Return every line below that contains the word "sleeve".

* _Dataset content_
-.-.-
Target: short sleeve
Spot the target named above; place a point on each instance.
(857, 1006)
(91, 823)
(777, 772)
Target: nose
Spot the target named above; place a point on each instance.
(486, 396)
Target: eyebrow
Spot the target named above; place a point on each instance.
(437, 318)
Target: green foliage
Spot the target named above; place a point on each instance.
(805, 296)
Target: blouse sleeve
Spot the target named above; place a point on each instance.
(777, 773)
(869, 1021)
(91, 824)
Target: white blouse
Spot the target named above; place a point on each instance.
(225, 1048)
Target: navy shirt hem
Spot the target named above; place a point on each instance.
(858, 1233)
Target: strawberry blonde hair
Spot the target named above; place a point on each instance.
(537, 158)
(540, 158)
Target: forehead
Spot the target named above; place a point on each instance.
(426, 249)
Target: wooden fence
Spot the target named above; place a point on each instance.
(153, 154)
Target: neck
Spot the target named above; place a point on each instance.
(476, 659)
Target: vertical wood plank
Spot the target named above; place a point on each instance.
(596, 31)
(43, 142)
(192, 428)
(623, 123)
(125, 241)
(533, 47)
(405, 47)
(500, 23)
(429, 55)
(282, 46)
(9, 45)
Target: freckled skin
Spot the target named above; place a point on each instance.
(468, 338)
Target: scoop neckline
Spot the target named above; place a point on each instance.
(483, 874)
-.-.-
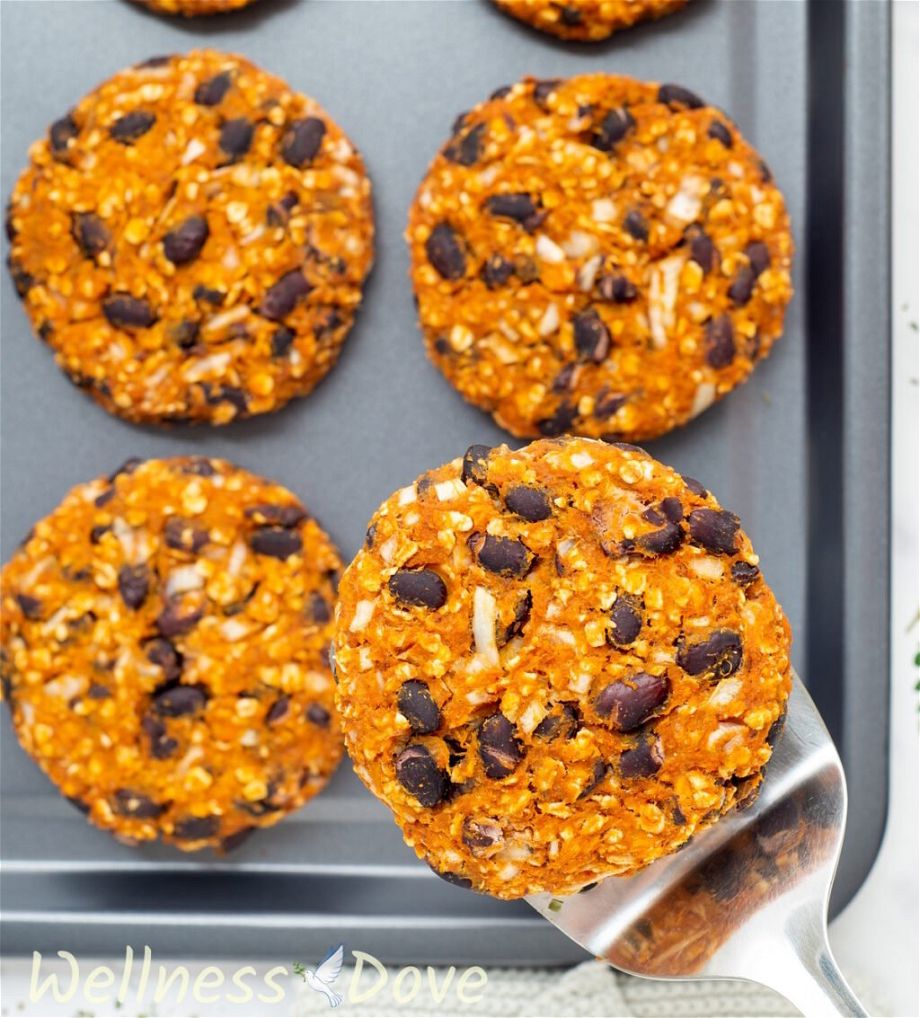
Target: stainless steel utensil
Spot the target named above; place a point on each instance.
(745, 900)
-.-.-
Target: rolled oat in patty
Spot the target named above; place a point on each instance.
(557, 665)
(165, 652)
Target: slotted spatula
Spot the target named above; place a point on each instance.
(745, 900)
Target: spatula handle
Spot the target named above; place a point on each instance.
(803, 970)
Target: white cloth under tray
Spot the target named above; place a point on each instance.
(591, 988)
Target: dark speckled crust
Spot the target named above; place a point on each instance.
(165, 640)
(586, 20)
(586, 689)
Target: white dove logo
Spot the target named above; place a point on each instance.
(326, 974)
-.-.-
* _Written reply_
Target: short sleeve
Target: blouse sleeve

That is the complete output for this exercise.